=== Alıştırma 1 ===
Had cezalarının birleştirilmesine dair metinde "2. Organ kesildikten" ile başlayıp "almayı hak eder." ile biten bölümü harfi harfine yeniden yazın.
=== Alıştırma 2 ===
Had cezalarının birleştirilmesini anlatan metni son cümlesinden sonra devam ettirin.

=== Metin Parçası ===
=======

HAD’LERİN BİRLEŞTİRİLMESİ |
BİRDEN FAZLA HAD
CEZASININ BİRLEŞMESİ
Bu bölümde, eşkıya
dışındaki kimseler için birden fazla cezanın birleştirilmesi konusu ele alınacaktır.
Bu cezalar ya kul hakı, ya Allah hakkı yahut da her ikisine ait türden bir
suçun işlenmesi sebebiyle olur. Nevevi konuya birinci meseleyle başlamıştır.
I. Kul Hakkı Olan Cezaların Birleşmesi
II. Allah Hakkı Olan Cezaların
Birleşmesi
III. Allah Hakkı ve Kul Hakkı Olan
Cezaların Birleşmesi
I. Kul Hakkı Olan
Cezaların Birleşmesi
1. Bir kimseye kısas,
organ kesme ve kazif haddi uygulanması gerekli olsa, hak sahipleri bu cezaların
uygulanmasını talep etseler önce sopa vurulur, sonra organ kesilir, sonra
öldürülür.
2. Organ kesildikten
sonra derhal öldürme işlemi gerçekleştirilir. Öldürme konusunda hak sahibi olan
kişi ortada yoksa kişiye sopa vurulduktan sonra hemen organı kesilmez. Daha
doğru görüşe göre hak sahibi orada bulunmakla birlikte "önce kesmeyi
yapın" dese hüküm yine böyledir.
3. Can konusunda hak
sahibi olan kişi hakkını ertelediğinde suçluya önce sopa vurulur, iyileştiğinde
organı kesilir.
4. Organ üzerinde hak
sahibi olan kişi cezayı ertelese kişiye önce sopa vurulur.
5. Can üzerinde hak
sahibi olan kişi, suçlunun organı üzerinden kısas gerçekleşinceye kadar
sabretmelidir. Şayet erken davranır da suçluyu öldürürse organ üzerinde hak
sahibi olan kişi diyet almayı hak eder.
6. Sopa vurma hakkına
sahip olan kişi cezayı ertelese kıyasa göre diğerlerinin sabretmesi gerekir.

=======

=== Sağlanan Veriler ===
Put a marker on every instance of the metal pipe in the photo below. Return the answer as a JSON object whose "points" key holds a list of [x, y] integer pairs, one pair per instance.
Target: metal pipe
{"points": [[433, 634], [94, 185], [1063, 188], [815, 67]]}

=======

=== Sonuç 1 ===
2. Organ kesildikten
sonra derhal öldürme işlemi gerçekleştirilir. Öldürme konusunda hak sahibi olan
kişi ortada yoksa kişiye sopa vurulduktan sonra hemen organı kesilmez. Daha
doğru görüşe göre hak sahibi orada bulunmakla birlikte "önce kesmeyi
yapın" dese hüküm yine böyledir.
3. Can konusunda hak
sahibi olan kişi hakkını ertelediğinde suçluya önce sopa vurulur, iyileştiğinde
organı kesilir.
4. Organ üzerinde hak
sahibi olan kişi cezayı ertelese kişiye önce sopa vurulur.
5. Can üzerinde hak
sahibi olan kişi, suçlunun organı üzerinden kısas gerçekleşinceye kadar
sabretmelidir. Şayet erken davranır da suçluyu öldürürse organ üzerinde hak
sahibi olan kişi diyet almayı hak eder.

=== Sonuç 2 ===
41. Bir kimsenin bir
grup insana [karşı işlediği suçlar sebebiyle] üzerinde can konusunda kısas, bir
insanın organını kesmesi sebebiyle kısas, başka bir şahsa zina isnad etmesi
sebebiyle kazif haddi cezası bulunsa, hak sahipleri haklarını talep etseler
önce zina iftirası suçu sebebiyle kendisine so pa vurma cezası uygulanır. Daha
sonra organını kestiği kişinin talebi sebebiyle kendisine kesme yoluyla kısas
cezası uygulanır. Sonra da öldürme suçu sebebiyle kısas yoluyla ölüm cezası
uygulanır. Çünkü bu yöntem, bütün hakların ondan alınmasına en yakın olan
yöntemdir. Bunların dışında bir de insanlara yönelik tazir cezası söz konusu
olursa önce onunla başlanır.
42. Şahsın organının
kesilmesinden sonra derhal ölüm cezası uygulanır, mühlet vermek gerekmez. Çünkü
bu şahıs ölümü hak etmiştir. Şayet ölüm cezasını talep edecek olan kişi ortada
yok ise şahsa so pa vurulduktan sonra eli kesilmez. Bu konuda görüş aynlığı
yoktur.
Çünkü sopa vurulduktan
sonra eli kesilirse, kısas cezasını uygulayamadan kişi ölebilir.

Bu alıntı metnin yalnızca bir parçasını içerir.